To-do list:
1/ Translate this sentence from the passage on GTK signal handlers into Spanish: "This will cause a Message::ButtonWasClicked message to be sent to your component's update function when the user clicks the button."
2/ Write the next part of the passage on GTK signal handlers, picking up after its final sentence.

Usually, they will be triggered by user interaction with the UI. Using the gtk!
macro, you can attach signal handlers to
GTK signals
which respond to a signal by sending a message to the current component.
For instance, a GTK Button has a clicked signal which is
triggered when the user clicks on the button, as the name suggests. Looking at the
connect_clicked method, we see that it takes a single &Self argument,
representing the button being clicked. In order to listen to this signal, we attach a closure
with a similar function signature to the button using the on syntax. The closure always takes the
same arguments as the connect_* callback, but instead of returning nothing it returns a message of
the component's message type. This message will be passed to the component's
update method by the framework.
gtk! { <Button label="Click me" on clicked=|_| Message::ButtonWasClicked /> }
This will cause a Message::ButtonWasClicked message to be sent to your component's
update function when the user clicks the button.
Signal handlers can also be declared as async, which will cause the framework to wrap the handler
in an async {} block and await the
message result before passing it on to your update function. For instance, this very contrived
example shows a message dialog asking the user to confirm clicking the button before sending the
ButtonWasClicked message.

Supplied entries:
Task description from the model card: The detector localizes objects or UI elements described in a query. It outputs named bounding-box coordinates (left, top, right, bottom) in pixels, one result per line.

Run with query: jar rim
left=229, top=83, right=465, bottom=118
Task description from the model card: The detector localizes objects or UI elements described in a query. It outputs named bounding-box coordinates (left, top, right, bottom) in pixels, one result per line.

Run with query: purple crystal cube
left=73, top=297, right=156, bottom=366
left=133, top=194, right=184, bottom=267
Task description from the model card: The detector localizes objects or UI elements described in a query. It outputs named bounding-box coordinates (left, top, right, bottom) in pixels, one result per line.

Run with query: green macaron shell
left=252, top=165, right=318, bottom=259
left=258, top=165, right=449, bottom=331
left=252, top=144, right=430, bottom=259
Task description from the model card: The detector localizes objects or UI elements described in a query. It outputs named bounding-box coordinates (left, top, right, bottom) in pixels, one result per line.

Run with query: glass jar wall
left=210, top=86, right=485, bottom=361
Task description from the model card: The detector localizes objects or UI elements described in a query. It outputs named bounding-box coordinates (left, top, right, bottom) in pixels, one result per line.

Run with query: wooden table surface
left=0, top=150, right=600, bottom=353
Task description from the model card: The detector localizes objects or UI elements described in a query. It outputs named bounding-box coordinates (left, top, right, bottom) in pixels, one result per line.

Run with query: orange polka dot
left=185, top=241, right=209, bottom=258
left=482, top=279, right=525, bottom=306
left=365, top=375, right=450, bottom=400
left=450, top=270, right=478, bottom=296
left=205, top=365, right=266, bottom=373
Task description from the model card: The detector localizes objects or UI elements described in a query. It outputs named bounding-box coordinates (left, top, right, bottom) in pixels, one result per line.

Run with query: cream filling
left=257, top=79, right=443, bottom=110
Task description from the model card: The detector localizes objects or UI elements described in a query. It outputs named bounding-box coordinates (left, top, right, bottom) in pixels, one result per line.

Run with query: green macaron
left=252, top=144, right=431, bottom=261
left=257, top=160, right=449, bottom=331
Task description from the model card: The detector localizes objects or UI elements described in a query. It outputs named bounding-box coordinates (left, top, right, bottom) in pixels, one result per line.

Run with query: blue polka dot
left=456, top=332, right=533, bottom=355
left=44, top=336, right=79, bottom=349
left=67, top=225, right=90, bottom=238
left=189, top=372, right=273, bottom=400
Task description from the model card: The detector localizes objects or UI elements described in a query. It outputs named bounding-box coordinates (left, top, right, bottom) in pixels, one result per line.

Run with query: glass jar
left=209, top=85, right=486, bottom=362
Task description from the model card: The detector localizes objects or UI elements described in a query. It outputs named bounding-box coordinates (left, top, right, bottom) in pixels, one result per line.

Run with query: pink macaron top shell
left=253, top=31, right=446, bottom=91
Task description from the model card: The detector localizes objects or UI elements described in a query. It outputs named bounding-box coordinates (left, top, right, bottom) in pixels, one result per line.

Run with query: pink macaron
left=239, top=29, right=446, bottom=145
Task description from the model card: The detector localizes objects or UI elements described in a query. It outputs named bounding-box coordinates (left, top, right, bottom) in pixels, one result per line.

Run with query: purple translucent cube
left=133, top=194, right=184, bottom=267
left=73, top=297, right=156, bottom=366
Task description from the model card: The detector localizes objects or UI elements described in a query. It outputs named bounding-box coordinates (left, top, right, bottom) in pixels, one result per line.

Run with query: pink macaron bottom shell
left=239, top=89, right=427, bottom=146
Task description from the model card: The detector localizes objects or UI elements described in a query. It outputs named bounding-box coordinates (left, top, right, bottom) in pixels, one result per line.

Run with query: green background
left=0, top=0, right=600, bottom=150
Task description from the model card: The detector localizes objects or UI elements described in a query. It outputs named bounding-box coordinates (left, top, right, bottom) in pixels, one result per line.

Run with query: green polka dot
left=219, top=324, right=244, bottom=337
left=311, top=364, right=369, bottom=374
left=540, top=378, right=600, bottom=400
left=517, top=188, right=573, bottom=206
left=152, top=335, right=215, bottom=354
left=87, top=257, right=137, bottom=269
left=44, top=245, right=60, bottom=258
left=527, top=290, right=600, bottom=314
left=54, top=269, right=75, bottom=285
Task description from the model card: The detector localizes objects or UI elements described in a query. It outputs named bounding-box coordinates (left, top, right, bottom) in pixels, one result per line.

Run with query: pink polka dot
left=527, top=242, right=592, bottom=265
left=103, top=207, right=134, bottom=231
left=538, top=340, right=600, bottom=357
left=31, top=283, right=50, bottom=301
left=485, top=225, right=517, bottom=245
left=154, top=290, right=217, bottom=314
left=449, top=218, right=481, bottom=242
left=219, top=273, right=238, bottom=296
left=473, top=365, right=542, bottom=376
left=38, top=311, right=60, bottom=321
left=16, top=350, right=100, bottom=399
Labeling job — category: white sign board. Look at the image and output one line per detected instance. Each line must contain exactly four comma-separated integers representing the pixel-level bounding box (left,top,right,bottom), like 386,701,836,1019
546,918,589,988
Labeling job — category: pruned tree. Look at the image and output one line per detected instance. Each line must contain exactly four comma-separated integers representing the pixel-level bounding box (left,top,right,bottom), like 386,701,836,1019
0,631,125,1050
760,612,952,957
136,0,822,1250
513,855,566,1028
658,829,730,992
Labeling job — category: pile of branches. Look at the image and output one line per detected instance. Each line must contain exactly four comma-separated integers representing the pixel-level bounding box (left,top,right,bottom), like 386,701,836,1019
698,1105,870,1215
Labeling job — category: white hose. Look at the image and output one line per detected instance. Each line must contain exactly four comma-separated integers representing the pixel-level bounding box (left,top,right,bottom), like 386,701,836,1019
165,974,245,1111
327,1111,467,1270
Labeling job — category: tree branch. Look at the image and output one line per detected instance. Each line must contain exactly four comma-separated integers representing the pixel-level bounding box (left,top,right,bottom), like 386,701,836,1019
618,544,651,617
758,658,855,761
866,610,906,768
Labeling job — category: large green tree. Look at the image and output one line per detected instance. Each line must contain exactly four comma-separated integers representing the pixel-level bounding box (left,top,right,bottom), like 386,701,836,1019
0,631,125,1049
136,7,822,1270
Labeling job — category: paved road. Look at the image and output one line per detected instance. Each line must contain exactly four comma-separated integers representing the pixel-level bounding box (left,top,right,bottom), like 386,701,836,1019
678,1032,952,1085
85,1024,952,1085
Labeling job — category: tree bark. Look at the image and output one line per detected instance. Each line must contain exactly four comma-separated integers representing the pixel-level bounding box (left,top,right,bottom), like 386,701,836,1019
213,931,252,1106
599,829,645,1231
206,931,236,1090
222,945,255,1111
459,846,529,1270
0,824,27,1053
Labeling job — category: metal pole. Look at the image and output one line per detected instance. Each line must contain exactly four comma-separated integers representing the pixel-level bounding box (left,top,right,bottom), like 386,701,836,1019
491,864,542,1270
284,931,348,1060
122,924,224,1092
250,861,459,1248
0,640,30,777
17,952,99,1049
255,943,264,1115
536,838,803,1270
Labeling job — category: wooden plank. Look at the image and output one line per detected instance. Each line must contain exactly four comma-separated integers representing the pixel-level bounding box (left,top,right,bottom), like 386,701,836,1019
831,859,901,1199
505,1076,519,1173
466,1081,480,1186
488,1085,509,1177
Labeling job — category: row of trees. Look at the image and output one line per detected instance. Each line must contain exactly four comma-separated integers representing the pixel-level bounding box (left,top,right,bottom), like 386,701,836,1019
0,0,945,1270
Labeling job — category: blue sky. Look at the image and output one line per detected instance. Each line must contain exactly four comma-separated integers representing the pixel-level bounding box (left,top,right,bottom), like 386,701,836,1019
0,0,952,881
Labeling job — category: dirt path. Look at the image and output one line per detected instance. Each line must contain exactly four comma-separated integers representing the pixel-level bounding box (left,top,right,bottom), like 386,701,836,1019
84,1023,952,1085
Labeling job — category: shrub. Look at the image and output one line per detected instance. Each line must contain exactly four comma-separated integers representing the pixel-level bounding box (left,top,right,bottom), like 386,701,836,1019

Solved tasks:
1/ Esto hará que se envíe un mensaje Message::ButtonWasClicked a la función update de tu componente cuando el usuario haga clic en el botón.

2/
gtk! { <Button label="Click me" on clicked=async |_| { vgtk::message_dialog( vgtk::current_window().as_ref(), DialogFlags::MODAL, MessageType::Info, ButtonsType::Ok, true, "Please confirm that you clicked the button." ).await; Message::ButtonWasClicked } /> }
The gtk! Syntax
The syntax for the gtk! macro is similar to JSX, but with a number of necessary
extensions.
A GTK widget (or, in fact, any GLib object, but most objects require widget children) can be
constructed using an element tag. Attributes on that tag correspond to get_* and set_* methods
on the GTK widget. Thus, to construct a GTK Button calling set_label
to set its label:
gtk! { <Button label="Click me" /> }
A GTK container is represented by an open/close element tag, with child tags representing its children.
gtk! { <Box orientation=Orientation::Horizontal> <Button label="Left click" /> <Button label="Right click" /> </Box> }
If a widget has a constructor that takes arguments, you can use that constructor in place
of the element's tag name. This syntax should only be used in cases where a widget simply cannot be constructed
using properties alone, because the differ isn't able to update arguments that may have changed
in constructors once the widget has been instantiated. It should be reserved only for when it's
absolutely necessary, such as when constructing an Application, which doesn't
implement Buildable and therefore can't be constructed in any way other than through
a constructor method.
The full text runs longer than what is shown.